◆ Object pointing dataset rows:
○ ○ ○ ○

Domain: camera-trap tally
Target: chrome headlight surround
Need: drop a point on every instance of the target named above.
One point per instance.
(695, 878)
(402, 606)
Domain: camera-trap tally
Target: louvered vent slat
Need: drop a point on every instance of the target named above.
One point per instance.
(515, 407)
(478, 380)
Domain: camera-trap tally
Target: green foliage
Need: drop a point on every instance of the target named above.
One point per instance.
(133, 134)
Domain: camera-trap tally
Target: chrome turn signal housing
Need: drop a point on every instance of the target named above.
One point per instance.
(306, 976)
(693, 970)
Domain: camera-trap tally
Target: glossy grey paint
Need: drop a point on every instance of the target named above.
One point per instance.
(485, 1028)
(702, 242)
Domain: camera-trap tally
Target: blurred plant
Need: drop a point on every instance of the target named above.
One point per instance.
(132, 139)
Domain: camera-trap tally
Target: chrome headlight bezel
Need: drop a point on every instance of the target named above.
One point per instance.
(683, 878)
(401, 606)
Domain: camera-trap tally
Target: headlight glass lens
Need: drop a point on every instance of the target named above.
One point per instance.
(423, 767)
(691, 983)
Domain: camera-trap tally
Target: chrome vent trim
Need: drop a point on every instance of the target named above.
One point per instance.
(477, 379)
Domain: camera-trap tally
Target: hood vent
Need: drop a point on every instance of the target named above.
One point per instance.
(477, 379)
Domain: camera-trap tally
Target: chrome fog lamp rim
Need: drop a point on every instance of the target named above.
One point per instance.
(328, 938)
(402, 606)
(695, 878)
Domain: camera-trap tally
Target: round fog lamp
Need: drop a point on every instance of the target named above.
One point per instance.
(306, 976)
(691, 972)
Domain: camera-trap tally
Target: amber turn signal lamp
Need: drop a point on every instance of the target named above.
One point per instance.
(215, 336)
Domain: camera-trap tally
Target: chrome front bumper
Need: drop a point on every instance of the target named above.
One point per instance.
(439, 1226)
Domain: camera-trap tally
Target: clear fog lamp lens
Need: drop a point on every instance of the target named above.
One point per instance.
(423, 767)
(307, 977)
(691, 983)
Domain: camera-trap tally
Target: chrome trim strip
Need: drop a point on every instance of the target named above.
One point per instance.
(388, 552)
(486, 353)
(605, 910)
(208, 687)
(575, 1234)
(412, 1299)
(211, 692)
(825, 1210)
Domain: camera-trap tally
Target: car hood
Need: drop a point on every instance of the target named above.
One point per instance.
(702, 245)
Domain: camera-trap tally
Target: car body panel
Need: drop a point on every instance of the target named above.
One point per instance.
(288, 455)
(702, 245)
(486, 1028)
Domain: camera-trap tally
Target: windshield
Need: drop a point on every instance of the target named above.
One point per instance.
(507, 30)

○ ○ ○ ○

◆ Task to carry out:
Print the records once more, exactly as they were given.

◆ Solution for this task:
Domain: camera-trap tally
Target: chrome headlight surround
Need: drop a point on every instance of the target named above.
One point per instance.
(695, 878)
(402, 606)
Domain: camera-trap tally
Target: louvered vent slat
Need: drop a point on every instance of the target named above.
One point per instance.
(515, 407)
(478, 380)
Domain: camera-trap tally
Target: green foliage
Need: drop a point on every instance of the target named above.
One point per instance.
(133, 134)
Domain: camera-trap tally
Target: chrome turn signal housing
Need: drop a point on every instance of the target named above.
One point per instance.
(306, 976)
(693, 970)
Domain: camera-trap tally
Target: glossy grey paint
Need: drop a point on every instance of the target named above.
One point per instance.
(485, 1028)
(702, 242)
Domain: camera-trap tally
Target: blurred plant
Need: drop a point on every instance of the target named above.
One point per instance.
(132, 139)
Domain: camera-trap tally
Target: chrome headlight bezel
Need: drop a point on every instance of the target named above.
One point per instance.
(683, 878)
(401, 606)
Domain: camera-trap tally
Target: headlight glass lens
Need: drop a point on every instance of the target named above.
One point per instance.
(423, 767)
(691, 983)
Domain: camera-trap tally
Target: chrome vent trim
Need: drop a point on every instance of the target named above.
One point per instance.
(477, 379)
Domain: camera-trap tally
Target: hood vent
Need: drop a point on every instance of the target named above.
One point per instance.
(477, 379)
Domain: camera-trap tally
Target: chrome fog lamp rim
Need: drop a point on every instance of the target named above.
One point per instance.
(328, 938)
(402, 606)
(695, 878)
Domain: camera-trap tally
Target: round fog lamp
Need: drop a point on every instance of the target named above.
One point per instance.
(306, 976)
(691, 972)
Domain: camera-trap tally
Target: amber turn signal lamp
Need: drop a point on every instance of the target named above.
One point per instance.
(215, 336)
Domain: camera-trap tally
Target: chrome front bumper
Need: drop a point on every instance of the target named above.
One point per instance.
(439, 1226)
Domain: camera-trap tally
Target: clear fog lamp lens
Need: drop a point on every instance of the target named above.
One point per instance.
(423, 767)
(307, 977)
(691, 983)
Domain: camera-trap tally
Target: chrome trim strip
Need: drop a point on every instance of the target named above.
One point per instance.
(388, 552)
(486, 353)
(605, 910)
(208, 687)
(575, 1234)
(412, 1299)
(211, 692)
(825, 1210)
Domain: camera-trap tally
Target: car hood
Need: drop a point on every instance of the target named above.
One point per instance.
(702, 245)
Domain: camera-trap tally
Target: car body panel
Need: drop a point on every instance of the target named above.
One point per instance.
(288, 455)
(702, 245)
(486, 1028)
Domain: camera-trap tally
Target: windshield
Need: drop a point on every instance of the target named above.
One point per instance.
(507, 30)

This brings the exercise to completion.